■ PASSAGE FOR REVIEW:
Drawing with charcoal was a journey back to the foundations she explored in college. But this time, she decided to experiment with an idea she’d thought up back then but hadn’t pursued: drawing with charcoal on a plaster-like surface. Her thinking was to see what happened when powdery charcoal blended with a soft, mutable substrate. It took considerable time and effort, but she finally concocted a custom surface that achieved her purpose. As for the subject matter, she’d studied abstraction in college, but now wildlife offered more intrigue for two reasons: it was an endless subject, and it holds opportunities for deep emotional connections.
Of the substrate she developed, the good news was that finished drawings could be sealed like paintings, and thus didn’t require glass covering. The downside: her custom-made surfaces required a week to create with no guarantees they would work. Her early attempts were, as she called it, fickle. “With charcoal, you’re in filth all day. Each stage requires a lot of patience because, if it doesn’t work, you have to throw it away.” Which is what happened when beads of sweat dropped onto a finished but unsealed drawing; nothing she tried would get it out, it was destroyed, a total loss.
Ultimately, the tactile sensation of charcoal digging and blending into the plaster substrate has given her a way to echo the slightly surreal, haunting feeling of daguerreotypes. “I remember seeing old photos at thrift stores, anonymous photos that just wound up there. I think the connection I made had something to do with loss,” she says, explaining why she stays with black and white compositions,
eschewing color. “And they are calming. I think there’s a collective longing for stillness in our lives. I wanted to address that a little bit in what I do.”

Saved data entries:
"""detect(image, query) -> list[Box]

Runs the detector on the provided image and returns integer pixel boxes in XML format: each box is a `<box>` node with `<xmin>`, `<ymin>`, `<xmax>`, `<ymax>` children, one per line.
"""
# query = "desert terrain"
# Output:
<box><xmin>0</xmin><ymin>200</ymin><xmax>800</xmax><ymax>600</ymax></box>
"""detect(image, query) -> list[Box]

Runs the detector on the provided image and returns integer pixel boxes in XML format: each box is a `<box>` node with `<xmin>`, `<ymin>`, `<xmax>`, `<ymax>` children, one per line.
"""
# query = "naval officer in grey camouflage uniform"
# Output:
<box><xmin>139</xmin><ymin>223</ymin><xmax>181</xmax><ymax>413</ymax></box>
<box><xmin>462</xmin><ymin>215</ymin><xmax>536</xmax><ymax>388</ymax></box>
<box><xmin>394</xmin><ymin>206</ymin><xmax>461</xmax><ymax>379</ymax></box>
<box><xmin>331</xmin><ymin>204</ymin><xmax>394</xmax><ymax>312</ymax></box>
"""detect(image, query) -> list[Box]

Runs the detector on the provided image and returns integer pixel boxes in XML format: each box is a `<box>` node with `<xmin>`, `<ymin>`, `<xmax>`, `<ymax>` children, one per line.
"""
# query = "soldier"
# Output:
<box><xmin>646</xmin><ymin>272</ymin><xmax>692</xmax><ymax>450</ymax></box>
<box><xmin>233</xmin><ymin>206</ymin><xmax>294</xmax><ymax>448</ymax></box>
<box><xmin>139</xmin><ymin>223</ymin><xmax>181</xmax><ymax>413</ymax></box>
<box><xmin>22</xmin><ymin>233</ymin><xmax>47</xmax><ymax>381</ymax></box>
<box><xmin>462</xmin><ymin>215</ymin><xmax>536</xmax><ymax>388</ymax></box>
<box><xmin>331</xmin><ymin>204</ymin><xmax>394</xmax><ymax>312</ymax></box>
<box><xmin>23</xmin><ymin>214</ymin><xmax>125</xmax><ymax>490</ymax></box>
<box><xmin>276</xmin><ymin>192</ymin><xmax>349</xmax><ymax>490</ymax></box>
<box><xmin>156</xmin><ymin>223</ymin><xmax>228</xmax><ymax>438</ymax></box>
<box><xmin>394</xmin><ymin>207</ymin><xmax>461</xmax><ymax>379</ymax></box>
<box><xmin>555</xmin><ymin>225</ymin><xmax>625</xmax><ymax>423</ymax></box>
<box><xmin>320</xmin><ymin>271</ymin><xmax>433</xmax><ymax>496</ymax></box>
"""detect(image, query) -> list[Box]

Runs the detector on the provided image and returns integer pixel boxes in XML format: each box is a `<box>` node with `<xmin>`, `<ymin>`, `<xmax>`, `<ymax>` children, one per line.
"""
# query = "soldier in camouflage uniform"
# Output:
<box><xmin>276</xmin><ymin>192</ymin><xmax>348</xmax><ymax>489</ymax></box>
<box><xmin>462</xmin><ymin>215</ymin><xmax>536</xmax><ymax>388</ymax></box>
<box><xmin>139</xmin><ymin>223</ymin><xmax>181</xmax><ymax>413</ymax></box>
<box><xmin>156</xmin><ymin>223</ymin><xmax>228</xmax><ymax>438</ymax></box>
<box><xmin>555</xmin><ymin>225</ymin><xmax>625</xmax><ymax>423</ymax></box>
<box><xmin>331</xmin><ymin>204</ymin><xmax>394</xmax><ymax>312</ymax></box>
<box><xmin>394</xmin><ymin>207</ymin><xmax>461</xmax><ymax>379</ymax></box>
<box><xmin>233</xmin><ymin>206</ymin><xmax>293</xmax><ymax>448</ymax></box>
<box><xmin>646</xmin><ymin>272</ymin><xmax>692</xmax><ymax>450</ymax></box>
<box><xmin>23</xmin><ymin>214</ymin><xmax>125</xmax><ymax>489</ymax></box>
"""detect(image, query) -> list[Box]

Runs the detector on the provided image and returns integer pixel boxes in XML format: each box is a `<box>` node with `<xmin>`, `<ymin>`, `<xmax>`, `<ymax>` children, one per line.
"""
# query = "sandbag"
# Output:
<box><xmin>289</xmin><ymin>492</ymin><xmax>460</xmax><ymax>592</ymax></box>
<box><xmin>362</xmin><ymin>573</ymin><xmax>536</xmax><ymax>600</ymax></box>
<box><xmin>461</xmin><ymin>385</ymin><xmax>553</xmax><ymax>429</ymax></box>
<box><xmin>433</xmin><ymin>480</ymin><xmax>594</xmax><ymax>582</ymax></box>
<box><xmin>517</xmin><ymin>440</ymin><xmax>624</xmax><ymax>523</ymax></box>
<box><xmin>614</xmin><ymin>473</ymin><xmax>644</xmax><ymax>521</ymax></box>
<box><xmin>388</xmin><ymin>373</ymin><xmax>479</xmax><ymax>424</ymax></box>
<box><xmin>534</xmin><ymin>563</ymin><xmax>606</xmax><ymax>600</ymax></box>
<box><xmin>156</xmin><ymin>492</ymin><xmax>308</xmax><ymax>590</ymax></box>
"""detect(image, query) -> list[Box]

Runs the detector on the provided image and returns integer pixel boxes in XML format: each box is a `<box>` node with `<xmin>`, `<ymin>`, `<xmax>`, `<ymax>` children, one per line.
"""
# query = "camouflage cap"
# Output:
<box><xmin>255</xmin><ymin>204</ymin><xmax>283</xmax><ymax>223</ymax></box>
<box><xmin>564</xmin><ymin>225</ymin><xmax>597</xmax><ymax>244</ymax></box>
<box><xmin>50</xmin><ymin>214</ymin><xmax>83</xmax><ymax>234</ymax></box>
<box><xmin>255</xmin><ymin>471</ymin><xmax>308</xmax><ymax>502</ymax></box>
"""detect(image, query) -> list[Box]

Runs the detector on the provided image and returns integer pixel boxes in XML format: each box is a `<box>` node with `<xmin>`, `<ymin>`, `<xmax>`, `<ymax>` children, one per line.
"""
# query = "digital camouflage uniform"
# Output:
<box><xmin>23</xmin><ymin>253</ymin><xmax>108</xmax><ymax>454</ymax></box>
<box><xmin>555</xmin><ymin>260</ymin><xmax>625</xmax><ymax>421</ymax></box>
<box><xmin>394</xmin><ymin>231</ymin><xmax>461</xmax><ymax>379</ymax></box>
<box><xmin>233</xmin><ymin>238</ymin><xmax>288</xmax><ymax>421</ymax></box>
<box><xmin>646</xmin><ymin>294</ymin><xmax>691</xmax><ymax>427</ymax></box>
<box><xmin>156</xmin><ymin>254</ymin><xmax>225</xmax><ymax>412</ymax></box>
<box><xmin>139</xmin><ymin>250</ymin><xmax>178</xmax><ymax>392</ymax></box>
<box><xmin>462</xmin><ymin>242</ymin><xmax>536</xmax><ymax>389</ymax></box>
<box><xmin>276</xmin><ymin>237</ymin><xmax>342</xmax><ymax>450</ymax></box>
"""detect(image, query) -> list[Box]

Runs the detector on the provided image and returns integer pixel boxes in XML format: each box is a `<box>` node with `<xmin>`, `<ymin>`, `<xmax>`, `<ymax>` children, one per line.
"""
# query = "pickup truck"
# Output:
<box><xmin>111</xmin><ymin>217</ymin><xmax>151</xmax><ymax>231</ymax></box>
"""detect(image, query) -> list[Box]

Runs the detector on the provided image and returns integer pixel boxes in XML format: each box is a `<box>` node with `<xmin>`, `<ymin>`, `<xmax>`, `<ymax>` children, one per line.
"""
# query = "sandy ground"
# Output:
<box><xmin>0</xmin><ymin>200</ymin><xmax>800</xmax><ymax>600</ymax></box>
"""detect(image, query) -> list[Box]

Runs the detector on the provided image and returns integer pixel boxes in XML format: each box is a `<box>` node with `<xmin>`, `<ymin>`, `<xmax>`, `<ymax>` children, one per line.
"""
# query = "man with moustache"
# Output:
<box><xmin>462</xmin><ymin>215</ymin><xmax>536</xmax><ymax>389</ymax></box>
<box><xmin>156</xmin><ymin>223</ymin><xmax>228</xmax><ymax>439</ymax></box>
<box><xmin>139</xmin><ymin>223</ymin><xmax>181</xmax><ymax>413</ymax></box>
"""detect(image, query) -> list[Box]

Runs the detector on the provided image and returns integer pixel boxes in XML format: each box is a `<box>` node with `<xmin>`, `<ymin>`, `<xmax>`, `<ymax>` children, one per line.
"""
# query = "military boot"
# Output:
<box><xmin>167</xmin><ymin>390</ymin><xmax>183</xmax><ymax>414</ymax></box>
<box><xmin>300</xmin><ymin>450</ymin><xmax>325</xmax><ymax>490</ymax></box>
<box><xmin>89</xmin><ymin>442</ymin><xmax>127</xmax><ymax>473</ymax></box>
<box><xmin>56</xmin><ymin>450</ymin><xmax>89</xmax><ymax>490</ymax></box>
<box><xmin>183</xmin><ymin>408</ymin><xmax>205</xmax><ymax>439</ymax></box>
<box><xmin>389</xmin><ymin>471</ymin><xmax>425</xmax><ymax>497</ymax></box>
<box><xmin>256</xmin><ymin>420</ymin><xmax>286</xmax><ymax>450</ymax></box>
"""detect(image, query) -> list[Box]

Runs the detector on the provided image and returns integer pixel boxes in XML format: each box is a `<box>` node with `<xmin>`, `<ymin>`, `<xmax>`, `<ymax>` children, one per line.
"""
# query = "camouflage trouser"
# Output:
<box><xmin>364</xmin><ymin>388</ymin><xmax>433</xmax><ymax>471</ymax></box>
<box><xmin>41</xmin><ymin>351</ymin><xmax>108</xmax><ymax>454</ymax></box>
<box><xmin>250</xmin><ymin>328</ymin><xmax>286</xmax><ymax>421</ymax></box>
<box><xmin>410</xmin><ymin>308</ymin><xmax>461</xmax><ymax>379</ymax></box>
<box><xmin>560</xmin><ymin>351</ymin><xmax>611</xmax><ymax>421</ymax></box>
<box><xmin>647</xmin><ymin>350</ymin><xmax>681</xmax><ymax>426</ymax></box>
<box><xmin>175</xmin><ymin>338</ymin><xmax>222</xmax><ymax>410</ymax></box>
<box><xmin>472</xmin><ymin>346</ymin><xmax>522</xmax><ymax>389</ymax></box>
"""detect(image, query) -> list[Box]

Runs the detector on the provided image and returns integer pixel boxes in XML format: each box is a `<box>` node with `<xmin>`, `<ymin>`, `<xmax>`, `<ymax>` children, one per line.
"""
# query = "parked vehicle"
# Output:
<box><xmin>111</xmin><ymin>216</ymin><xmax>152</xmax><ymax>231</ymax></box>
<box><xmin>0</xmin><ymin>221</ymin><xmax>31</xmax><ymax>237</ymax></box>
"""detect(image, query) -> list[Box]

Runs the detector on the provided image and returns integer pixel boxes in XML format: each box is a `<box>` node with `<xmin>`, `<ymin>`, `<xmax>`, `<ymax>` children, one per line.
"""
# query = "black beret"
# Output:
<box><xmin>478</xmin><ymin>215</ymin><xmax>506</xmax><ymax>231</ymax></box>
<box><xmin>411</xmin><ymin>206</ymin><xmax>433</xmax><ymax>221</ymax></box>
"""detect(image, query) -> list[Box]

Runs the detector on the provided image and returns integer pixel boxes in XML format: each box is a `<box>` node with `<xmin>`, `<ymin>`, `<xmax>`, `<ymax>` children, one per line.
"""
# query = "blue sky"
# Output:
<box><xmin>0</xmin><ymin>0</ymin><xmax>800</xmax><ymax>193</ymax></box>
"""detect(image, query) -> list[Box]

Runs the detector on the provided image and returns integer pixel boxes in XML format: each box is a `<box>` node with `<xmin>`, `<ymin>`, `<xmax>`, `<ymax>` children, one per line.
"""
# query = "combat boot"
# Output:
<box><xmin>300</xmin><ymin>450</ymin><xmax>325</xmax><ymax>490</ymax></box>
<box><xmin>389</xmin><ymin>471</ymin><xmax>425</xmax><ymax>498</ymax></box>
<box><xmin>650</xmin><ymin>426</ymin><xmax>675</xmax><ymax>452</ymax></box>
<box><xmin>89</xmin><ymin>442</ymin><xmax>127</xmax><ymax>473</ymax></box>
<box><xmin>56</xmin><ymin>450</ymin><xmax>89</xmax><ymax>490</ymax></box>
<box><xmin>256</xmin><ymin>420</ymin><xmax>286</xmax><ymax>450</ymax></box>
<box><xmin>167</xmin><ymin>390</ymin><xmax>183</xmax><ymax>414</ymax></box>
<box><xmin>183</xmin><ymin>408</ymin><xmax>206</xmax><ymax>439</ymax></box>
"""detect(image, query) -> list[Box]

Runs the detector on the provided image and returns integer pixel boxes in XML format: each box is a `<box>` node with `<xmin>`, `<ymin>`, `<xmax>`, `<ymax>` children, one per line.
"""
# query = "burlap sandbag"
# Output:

■ ACTIVITIES:
• 1. Answer these questions from the passage about charcoal drawing:
(a) What had she studied in college before turning to wildlife as subject matter?
(b) How long did each custom-made surface take to create?
(c) What dropped onto a finished but unsealed drawing and destroyed it?
• 2. Reproduce the passage about charcoal drawing between "Of the substrate" and "a total loss.", inclusive.
Rely solely on the passage about charcoal drawing when responding.

■ ANSWER LIST:
• 1.
(a) Abstraction.
(b) A week.
(c) Beads of sweat.

• 2.
Of the substrate she developed, the good news was that finished drawings could be sealed like paintings, and thus didn’t require glass covering. The downside: her custom-made surfaces required a week to create with no guarantees they would work. Her early attempts were, as she called it, fickle. “With charcoal, you’re in filth all day. Each stage requires a lot of patience because, if it doesn’t work, you have to throw it away.” Which is what happened when beads of sweat dropped onto a finished but unsealed drawing; nothing she tried would get it out, it was destroyed, a total loss.